And it's a delusion that pervades a lot of the horse industry.

The only time, IME, that value added exceeds dollars in to produce that value is in finishing a horse in a discipline. You don't get it buying a yearling or two year old and waiting it for it to mature, and you don't get it by buying a three year old and green breaking it, because there are lots of competent horsepeople that can do those things. Taking a green broke 4 year old with potential and turning it into a finished horse? Yup, there's money to be made there, because it's a much smaller pool of people capable of doing it.

Truly child safe horses have usually returned part of their value equation to their owners and trainers long before a market price is set. That said, there should be a minimum price point set on any horse that truly has enough good mileage to be considered child safe. However, that minimum price STILL has nothing to do with dollars in.

People who try to negotiate the price on a child safe horse usually end up negotiating the child's safety.

**Problem to work on:** Extend the post above about pricing horses, picking up right after its last sentence.

**Entries provided:**
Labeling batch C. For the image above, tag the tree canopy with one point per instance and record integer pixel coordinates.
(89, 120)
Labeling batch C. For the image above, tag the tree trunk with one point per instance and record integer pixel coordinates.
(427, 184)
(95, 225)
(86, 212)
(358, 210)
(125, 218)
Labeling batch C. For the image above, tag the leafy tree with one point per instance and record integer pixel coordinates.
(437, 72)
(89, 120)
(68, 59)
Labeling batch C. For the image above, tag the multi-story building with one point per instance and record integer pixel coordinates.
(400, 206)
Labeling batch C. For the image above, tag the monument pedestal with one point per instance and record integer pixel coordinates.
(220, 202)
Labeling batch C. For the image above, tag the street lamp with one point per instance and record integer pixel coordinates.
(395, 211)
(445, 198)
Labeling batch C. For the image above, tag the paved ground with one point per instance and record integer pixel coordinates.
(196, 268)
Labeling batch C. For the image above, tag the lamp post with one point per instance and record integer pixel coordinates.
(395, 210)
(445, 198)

**Task output:**
     
    05-07-2012, 10:52 PM
  #4
Yearling
Agreed with the above statements

But I do see people wanting a kid-broke horse that grandma can ride, dad can rope on, etc. And they don't want to pay more than 400. Oh, and the horse can't be over 6 yrs. Old
     
    05-07-2012, 10:56 PM
  #5
Weanling
When I was looking for my first horse, I wanted a supposed childbroke horse. I'm not unwilling to pay for it, but what I discovered was people put that on their ads and then you get there and the horse is nowhere near that. If people were more willing to list a horses faults so that the person could make their minds up with all the information then paying a fair price wouldn't be so hard.
I have so many people call about my gelding and they always want to know if a beginner or younger child could ride, I always say no. It's not because he isn't well mannered or trained it's because it will take a lot more miles before he can attain that been there done that status. I'm not going to raise his price as he ages and gets more experienced, he is what he is a horse. He isn't registered, I didn't pay a lot for him, he is a gelding for a reason. When he leaves my home I want him to go to a home that can get a lot enjoyment out of him. I'd be feeding him regardless so don't see why food bill is added in there.
When people start talking about making money off horses I always get a little twitchy, there is no real money to be made by the average horse person.
This is just my opinion.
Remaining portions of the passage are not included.